## Goal
Retype the data below, starting at the line containing "In this exercise you will indicate the chrome" and running up to and including the line containing "[(106, 375)]". Copy only those lines, character for character.

▽

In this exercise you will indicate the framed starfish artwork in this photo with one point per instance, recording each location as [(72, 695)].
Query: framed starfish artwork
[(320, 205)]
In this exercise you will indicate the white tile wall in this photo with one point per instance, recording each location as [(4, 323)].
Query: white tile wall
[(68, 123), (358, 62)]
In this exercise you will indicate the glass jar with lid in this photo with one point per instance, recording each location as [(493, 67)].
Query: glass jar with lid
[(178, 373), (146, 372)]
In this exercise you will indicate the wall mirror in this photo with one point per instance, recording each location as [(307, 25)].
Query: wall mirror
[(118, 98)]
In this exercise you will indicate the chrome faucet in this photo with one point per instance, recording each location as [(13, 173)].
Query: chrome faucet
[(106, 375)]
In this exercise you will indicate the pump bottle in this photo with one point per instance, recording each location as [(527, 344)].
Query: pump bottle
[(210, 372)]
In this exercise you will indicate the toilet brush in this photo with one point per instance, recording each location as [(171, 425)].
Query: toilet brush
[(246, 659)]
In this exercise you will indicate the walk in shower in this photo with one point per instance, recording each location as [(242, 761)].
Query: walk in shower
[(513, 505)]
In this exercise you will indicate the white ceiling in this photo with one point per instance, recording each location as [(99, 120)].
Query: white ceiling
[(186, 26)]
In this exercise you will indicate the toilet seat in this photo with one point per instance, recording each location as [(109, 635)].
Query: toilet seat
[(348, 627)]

△

## Exercise answer
In this exercise you will indicate the chrome faucet in this photo with one point per instance, recording each location as [(13, 173)].
Query: chrome faucet
[(106, 375)]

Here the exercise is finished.